++++ Information supplied ++++
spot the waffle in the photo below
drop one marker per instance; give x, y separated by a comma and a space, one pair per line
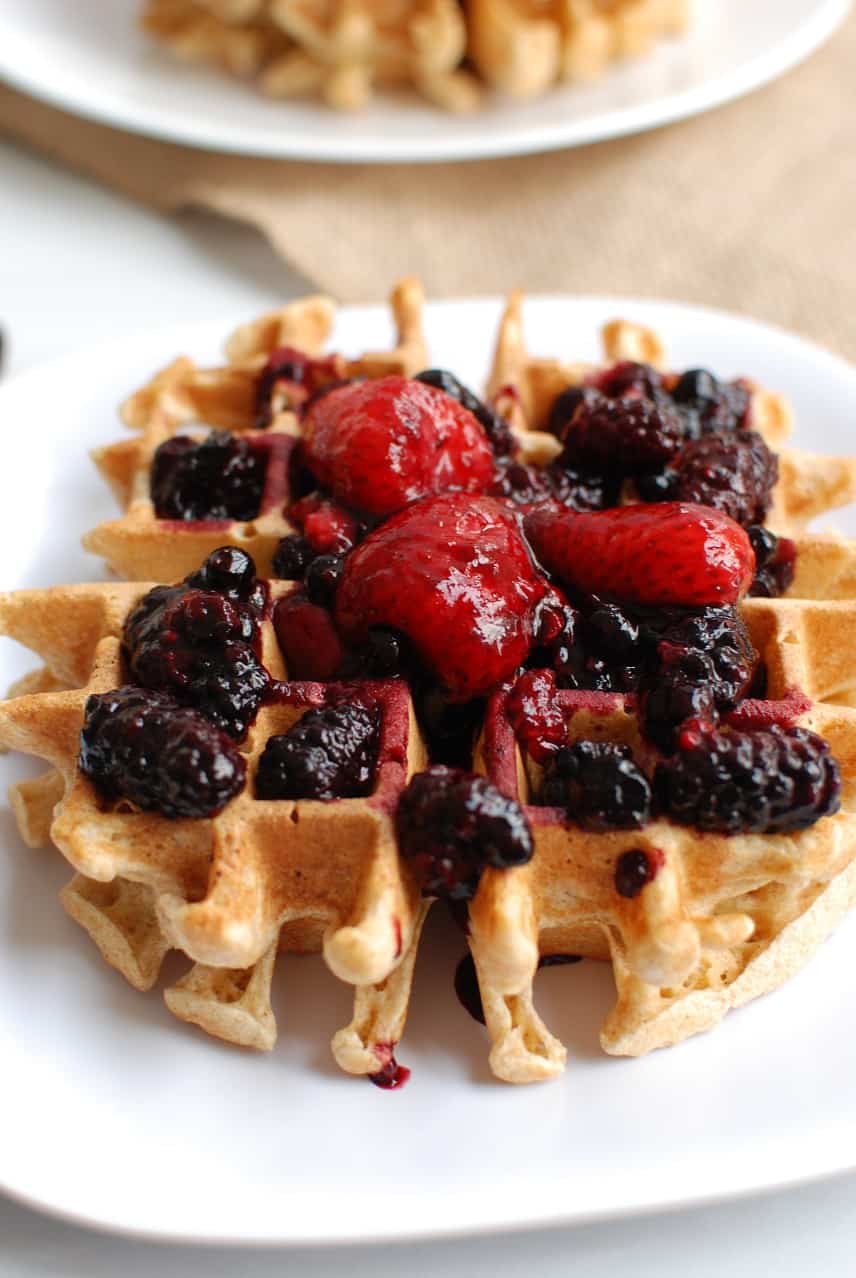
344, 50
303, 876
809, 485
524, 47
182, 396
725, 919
++++
**Written exercise**.
Turn the records above into a numbered list, omitting any blank lines and leaving out the pictures.

**Answer to this task**.
1. spot the waffle in the photo below
2. drop one marker per instance; give x, y separated by a comma and a space, one pair per line
3. 344, 50
4. 303, 876
5. 809, 485
6. 524, 47
7. 182, 396
8. 725, 919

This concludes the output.